• **Supplied text**
Archive Archive
In reading about Bolt laying off 33% of staff after offering them personal loans to early exercise their options I found this other Thread where Hacker News is being a transparent about some moderation practices when called out by the the founder of Bolt . Basically the guy isn't good at using Hacker News and his post got flagged for being cringe. but dang also has some interesting stuff to say in here, emphasis mine:
I don't know why users flagged it. (Edit: generally, though, if you want to figure this out, the best place to look is in the comments. The top comment in the Bolt thread is complaining about non-transparent, enterprise-style pricing - https://news.ycombinator.com/item?id=16871886, which is a classic HN complaint. The same complaints had appeared in their earlier thread, for example https://news.ycombinator.com/item?id=16215604 and https://news.ycombinator.com/item?id=16215578. We actually downweighted both of those complaints. That's standard HN moderation when indignant comments are stuck at the top of a thread.)
HN is moderated much more actively, and much more editorially than I think most people consider, it's not "just" a faceless algorithm driven by roam:Rationalismists , probably.

Dataset entries:
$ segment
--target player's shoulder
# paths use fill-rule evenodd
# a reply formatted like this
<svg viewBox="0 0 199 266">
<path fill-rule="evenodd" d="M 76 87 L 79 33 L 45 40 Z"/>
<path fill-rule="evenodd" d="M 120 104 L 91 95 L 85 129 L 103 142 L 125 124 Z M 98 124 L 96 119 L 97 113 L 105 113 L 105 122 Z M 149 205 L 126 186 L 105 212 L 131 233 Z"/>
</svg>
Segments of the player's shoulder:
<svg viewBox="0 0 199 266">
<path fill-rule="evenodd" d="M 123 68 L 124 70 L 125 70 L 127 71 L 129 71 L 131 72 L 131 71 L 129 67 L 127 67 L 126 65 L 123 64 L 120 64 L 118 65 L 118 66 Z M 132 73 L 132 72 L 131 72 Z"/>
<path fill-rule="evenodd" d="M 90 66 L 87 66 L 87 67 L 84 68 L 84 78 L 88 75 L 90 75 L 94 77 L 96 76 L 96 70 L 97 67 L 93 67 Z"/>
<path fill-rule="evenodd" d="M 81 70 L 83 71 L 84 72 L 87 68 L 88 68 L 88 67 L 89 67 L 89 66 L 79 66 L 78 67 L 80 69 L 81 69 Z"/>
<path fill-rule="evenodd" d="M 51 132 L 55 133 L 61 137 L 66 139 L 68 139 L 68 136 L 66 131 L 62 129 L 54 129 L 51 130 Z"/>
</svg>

• **What to work on**
(a) For each statement below, answer yes or no according to the text on Hacker News moderation, and quote the words from the text that settle it.
(i) Bolt laid off a third of its staff.
(ii) The top comment in the Bolt thread complains about non-transparent, enterprise-style pricing.
(iii) The moderators gave extra weight to the pricing complaints from Bolt's earlier thread.
(b) Write a few sentences that carry the text on Hacker News moderation forward from its last sentence, in the same casual voice.
The dataset entries have no connection to the text on Hacker News moderation.

• **Answers to the exercises**
(a)
(i) Yes: "Bolt laying off 33% of staff"
(ii) Yes: "The top comment in the Bolt thread is complaining about non-transparent, enterprise-style pricing"
(iii) No: "We actually downweighted both of those complaints."

(b)
A moderator with SQL and table knowledge can get you pretty far, perhaps:
Edit: I just thought of another way to investigate this, which I overlooked earlier: I looked at everything else that those users had flagged. That was easy enough, because none of them has flagged more than a few dozen submissions over the years. There were no other cases of people flagging Stripe-related submissions, except for this one, which was a pro-Stripe story:
Now look, you can say what you want about the quality and biases of commentators on Hacker News but you gotta appreciate a forum that is lead by a moderator who isn't afraid to be transparent when they're called out. I steer clear of most of the threads on any given day, and there are topics which are interesting to me but which I absolute will not touch because the comments will be toxic and wrong-headed. HN is especially roam:Infohazardous when they step out of their lane of Parenthetical Functional Programming weenieism, systemd slapfights, and VC startups but I keep coming back because I so often find Blogs I don't come across in my feed reader, and the comments on them usually aren't as bad as peoples' initial reaction are, at least compared to most other semimoderated or algorithmically moderated spaces. I can work within and account for these biases rather than fully debting myself to unaccountable systems like Reddit's one-size-fits-all laissez faire ranking algorithms and 16 year olds applying a rules sidebar.